### 本文

こんにちは、モッチです。
本記事では、PC版『贄の町』の感想を、作品紹介 → 個人的レビュー → 各ルート感想 → 総評 → まとめの順に書いて行きたいと思います。
・ネタバレを含む部分は、「続きを読む」ボタンでワンクッション置かせて頂きます。
・BLゲームなので、苦手な方は回れ右でお願いします。
・成人向け要素を含むため、未成年の方は閲覧にご注意下さい。
それでは、本日もよろしくお願い致します。
『贄の町』作品紹介
死者の世界に迷い込んだ青年の物語を描くR18 BLゲーム
『贄の町』は、2018年にゾンビリカから発売されたPC用BLゲーム。ジャンルは非日常の悦楽に浸るADV。
死者の世界は化け物だらけ。しかも生者である日天は「おいしそう」な存在のようで、頻繁に周りから狙われます。
日天は攻略キャラクターたちの助けを借りて元の世界へ戻る方法を探すことになりますが、彼らから見ても日天はおいしそうな存在なため、全く油断できません。
さらに死者たちは殴られても切られても再生するため、雑に殺し合いの喧嘩は日常茶飯事。本作の、常識をどこかに置いてきたかのようなぶっ飛んだ世界観も魅力の1つです。
また、本編発売後に新たなエンディングを追加した『贄の町 -完全版-』が発売されていますが、初期の『贄の町』を持っている方は、公式サイトで配布されている追加パッチをダウンロードすれば、完全版と同じ内容を遊ぶことができます。
2024年には本編のSwitch/Steam移植版の発売も決定しています。
グロ、ホラー要素について
グロもホラーも苦手なので心配していましたが、個人的にはそこまでではなく、怖さよりも得体の知れなさと不気味さの方が上回っていたように思います。(たとえば良く流れるピアノBGMの不安になるメロディとか
発売前に公式サイトで女の子姿の異形のイラストを見て「こ、怖い(;´д`)」と思ったのですが、彼女?は最初にちょろっとしか出てきませんし、あんな感じの怖さはほとんどありませんでした。
ただ、バッドエンドで異形に食べられたり、喧嘩になって色々飛び交ったり大怪我したりとかは割と良くあります。(スチルが付く時は一応モザイクがかかります)
一応地雷っぽいなと思ったポイントは、各ルート感想の最後に書いていきたいと思います。
個人的レビュー
面白かったぁぁあああああ!
クリアした後に思わず特典目当てでパッケージ版を買い足す位に面白かったです(笑
プレイ前に軽く情報収集したところ、どこを見ても「地雷」の2文字しか見えなかったため、ものすごく心配していたのですが、とても楽しくプレイすることができました。
まずグロが苦手と自負する私がこの作品の購入を決めたきっかけはOPでした。
作品の雰囲気は不気味なのに意外にもポップでキュートなデザインとどこか退廃的な感じのする歌にy=-( ゚д゚)・∵;; ターンと心を撃ち抜かれました。

### データ区分
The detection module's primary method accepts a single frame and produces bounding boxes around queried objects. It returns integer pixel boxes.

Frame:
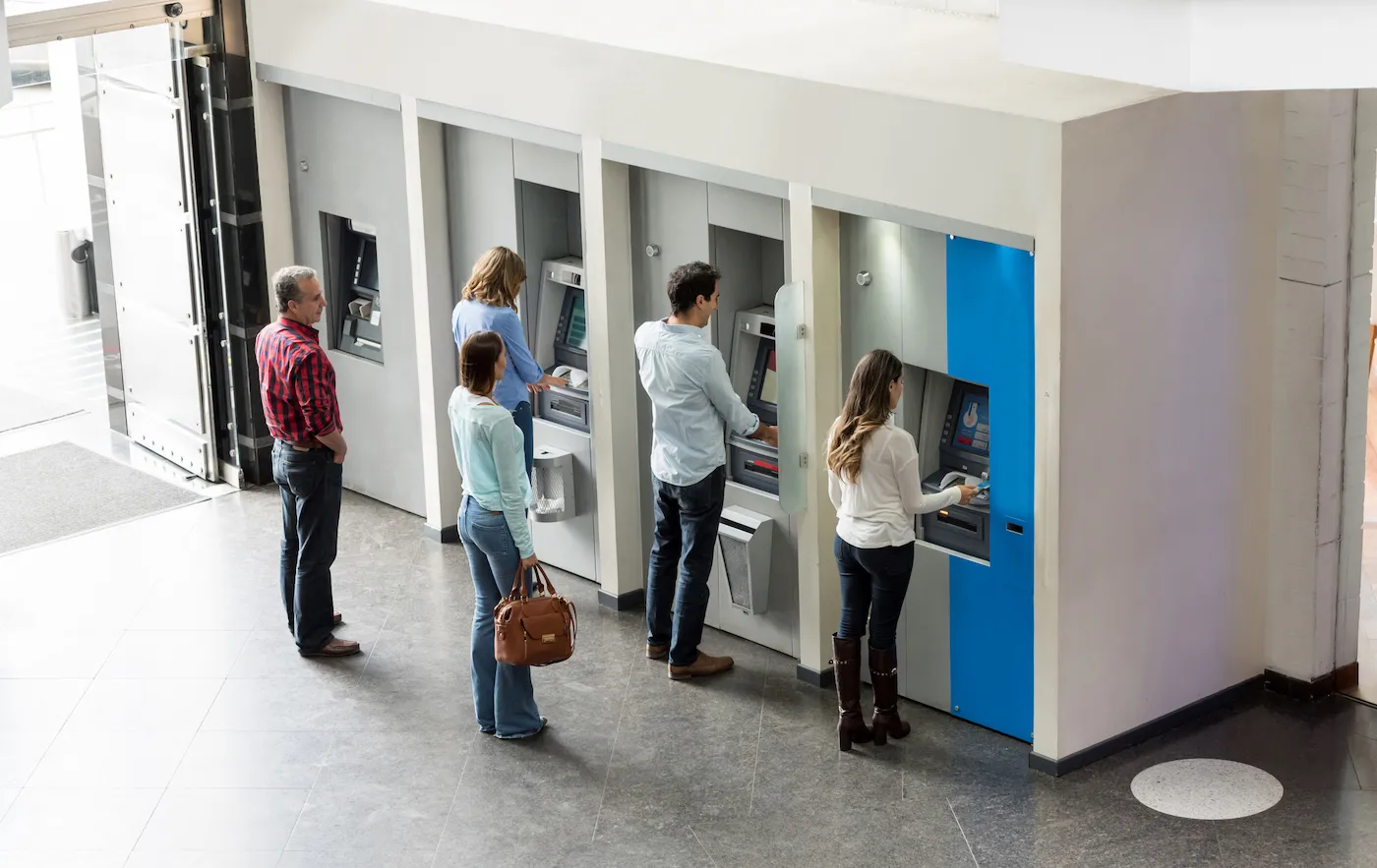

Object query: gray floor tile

### 指示内容
本文によると、『贄の町』は何年にどこから発売されたか。 上の行は本文とは関係がない。

### 演習の回答
2018年にゾンビリカから発売された。